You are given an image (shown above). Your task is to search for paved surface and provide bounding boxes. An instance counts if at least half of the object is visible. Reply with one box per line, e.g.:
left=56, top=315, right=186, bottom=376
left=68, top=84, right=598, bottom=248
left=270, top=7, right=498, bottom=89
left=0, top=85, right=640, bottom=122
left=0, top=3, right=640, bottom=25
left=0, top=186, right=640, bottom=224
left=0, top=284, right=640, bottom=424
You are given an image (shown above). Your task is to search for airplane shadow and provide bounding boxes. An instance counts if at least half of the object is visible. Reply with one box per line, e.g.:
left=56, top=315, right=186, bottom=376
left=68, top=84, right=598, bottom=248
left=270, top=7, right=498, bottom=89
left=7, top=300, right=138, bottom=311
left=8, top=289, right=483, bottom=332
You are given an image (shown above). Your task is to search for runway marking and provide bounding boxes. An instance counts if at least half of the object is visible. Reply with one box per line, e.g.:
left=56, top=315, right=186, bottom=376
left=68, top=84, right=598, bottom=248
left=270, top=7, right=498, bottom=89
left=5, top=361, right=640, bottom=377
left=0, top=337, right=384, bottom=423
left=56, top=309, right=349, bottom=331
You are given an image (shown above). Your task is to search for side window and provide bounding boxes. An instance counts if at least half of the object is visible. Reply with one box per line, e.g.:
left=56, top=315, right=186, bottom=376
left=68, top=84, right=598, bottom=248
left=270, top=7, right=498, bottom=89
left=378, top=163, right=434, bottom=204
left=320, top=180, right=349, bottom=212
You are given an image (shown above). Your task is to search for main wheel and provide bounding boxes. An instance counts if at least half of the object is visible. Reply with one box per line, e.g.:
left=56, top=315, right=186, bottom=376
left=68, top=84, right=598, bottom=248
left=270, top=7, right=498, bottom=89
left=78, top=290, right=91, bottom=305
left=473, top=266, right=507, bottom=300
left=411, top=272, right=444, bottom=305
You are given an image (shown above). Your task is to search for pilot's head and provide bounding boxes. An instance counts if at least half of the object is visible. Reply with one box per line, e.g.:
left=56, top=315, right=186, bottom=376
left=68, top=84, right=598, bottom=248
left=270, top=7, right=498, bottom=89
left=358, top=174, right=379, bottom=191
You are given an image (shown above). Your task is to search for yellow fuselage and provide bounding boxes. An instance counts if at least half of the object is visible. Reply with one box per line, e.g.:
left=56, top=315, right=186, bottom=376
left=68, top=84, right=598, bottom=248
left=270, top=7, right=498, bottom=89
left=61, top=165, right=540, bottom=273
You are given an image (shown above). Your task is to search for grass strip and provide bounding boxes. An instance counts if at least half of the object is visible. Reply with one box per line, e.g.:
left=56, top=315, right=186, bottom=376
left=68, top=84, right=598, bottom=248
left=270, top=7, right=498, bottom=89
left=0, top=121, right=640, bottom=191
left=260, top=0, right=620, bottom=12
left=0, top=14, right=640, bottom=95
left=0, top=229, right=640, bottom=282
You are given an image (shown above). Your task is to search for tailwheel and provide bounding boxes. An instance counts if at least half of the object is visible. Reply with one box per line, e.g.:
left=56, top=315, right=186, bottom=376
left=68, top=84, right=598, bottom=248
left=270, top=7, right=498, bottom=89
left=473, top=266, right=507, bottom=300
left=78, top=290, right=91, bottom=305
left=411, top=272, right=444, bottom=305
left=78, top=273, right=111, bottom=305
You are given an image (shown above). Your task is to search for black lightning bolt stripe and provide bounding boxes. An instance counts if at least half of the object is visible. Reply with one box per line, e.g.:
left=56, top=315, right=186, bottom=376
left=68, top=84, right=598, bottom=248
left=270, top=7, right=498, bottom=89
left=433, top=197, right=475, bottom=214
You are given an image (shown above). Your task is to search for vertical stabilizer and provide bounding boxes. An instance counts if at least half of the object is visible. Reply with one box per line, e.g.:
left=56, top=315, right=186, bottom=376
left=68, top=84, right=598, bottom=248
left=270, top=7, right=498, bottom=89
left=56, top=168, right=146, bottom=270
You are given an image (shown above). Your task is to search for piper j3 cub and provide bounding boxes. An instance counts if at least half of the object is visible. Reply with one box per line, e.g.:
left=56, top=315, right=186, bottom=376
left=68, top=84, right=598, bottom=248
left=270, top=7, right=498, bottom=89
=====
→ TASK STATEMENT: Write out all the records again, putting "locate" wherever "search for" appears and changing nothing else.

→ RESULT BELOW:
You are given an image (shown above). Your task is to locate paved surface and provide bounding boxes. An instance counts if at least half of the object is visible. Reply with one box per line, e.g.:
left=56, top=315, right=186, bottom=376
left=68, top=84, right=598, bottom=248
left=270, top=7, right=498, bottom=89
left=0, top=85, right=640, bottom=122
left=0, top=3, right=640, bottom=25
left=0, top=186, right=640, bottom=224
left=0, top=284, right=640, bottom=424
You are given an image (shown above). Your task is to locate airplane shadow and provide bounding boxes. An instance counts if at least half of the object is visible. Reply with one box per line, e.g.:
left=56, top=315, right=186, bottom=376
left=68, top=84, right=598, bottom=248
left=270, top=7, right=498, bottom=89
left=7, top=300, right=138, bottom=311
left=8, top=289, right=483, bottom=332
You are given an image (shown above). Your task is to locate runway marking and provide bounding boxes. An instance counts if at least half of the object is visible. Reply with one box per line, e.g.:
left=56, top=315, right=186, bottom=376
left=68, top=84, right=598, bottom=248
left=270, top=7, right=498, bottom=89
left=5, top=361, right=640, bottom=377
left=0, top=337, right=384, bottom=423
left=56, top=309, right=349, bottom=331
You are given an image (shown above). Your task is to locate side window and provide bounding boxes. An instance counts if at least half of the object is visible. Reply with one box per line, e.g.:
left=56, top=315, right=186, bottom=376
left=68, top=84, right=598, bottom=248
left=270, top=7, right=498, bottom=89
left=378, top=163, right=434, bottom=204
left=320, top=180, right=349, bottom=212
You are given an image (shown above). Your task is to locate main wheel and provide bounding boxes. An instance counts if at least half of the object is visible. Reply with one box per line, e.g.:
left=56, top=315, right=186, bottom=376
left=68, top=84, right=598, bottom=248
left=270, top=7, right=498, bottom=89
left=78, top=290, right=91, bottom=305
left=473, top=266, right=507, bottom=300
left=411, top=272, right=444, bottom=305
You are given an image (shown above). Your task is to locate pilot's head and provide bounding boxes. An instance counts if at least half of the object is visible. Reply with one box per line, e.g.:
left=56, top=315, right=186, bottom=376
left=68, top=84, right=598, bottom=248
left=270, top=7, right=498, bottom=89
left=358, top=174, right=379, bottom=191
You are given an image (shown above). Your task is to locate yellow fuselage and provide bounding boxes. An instance counts if at least half of the object is visible. Reply with one box per line, e.g.:
left=56, top=315, right=186, bottom=376
left=68, top=84, right=598, bottom=248
left=270, top=7, right=498, bottom=89
left=61, top=165, right=540, bottom=273
You are given an image (shown above). Your task is to locate grass strip and provide bounding boxes. An instance counts if at least half of the object is visible. Reply with one box per line, e.g.:
left=56, top=315, right=186, bottom=376
left=68, top=84, right=598, bottom=248
left=270, top=7, right=498, bottom=89
left=0, top=121, right=640, bottom=191
left=260, top=0, right=620, bottom=12
left=0, top=14, right=640, bottom=95
left=0, top=229, right=640, bottom=282
You are given an image (shown above). Your task is to locate tailwheel and provide bounding boxes. An instance counts if at least half of the object is visible. Reply with one box per line, e.g.:
left=56, top=315, right=186, bottom=376
left=68, top=84, right=598, bottom=248
left=270, top=7, right=498, bottom=89
left=473, top=266, right=507, bottom=300
left=78, top=290, right=91, bottom=305
left=411, top=272, right=444, bottom=305
left=78, top=273, right=111, bottom=305
You are given an image (shown above). Your task is to locate black lightning bolt stripe and provide bounding boxes. An instance counts if at least half of the object is visible. Reply with one box per line, e.g.:
left=56, top=315, right=186, bottom=376
left=68, top=84, right=598, bottom=248
left=270, top=7, right=498, bottom=89
left=433, top=197, right=475, bottom=214
You are given an image (shown above). Your task is to locate vertical stabilizer and provide bounding boxes. An instance counts if at least half of the object is visible. Reply with one box per line, e.g.:
left=56, top=315, right=186, bottom=376
left=68, top=84, right=598, bottom=248
left=270, top=7, right=498, bottom=89
left=56, top=168, right=146, bottom=270
You are given an image (shown above). Your task is to locate piper j3 cub and provide bounding boxes. An instance counts if at least half of the object is visible. Reply with one box per line, e.g.:
left=56, top=315, right=186, bottom=376
left=68, top=84, right=598, bottom=248
left=270, top=7, right=498, bottom=89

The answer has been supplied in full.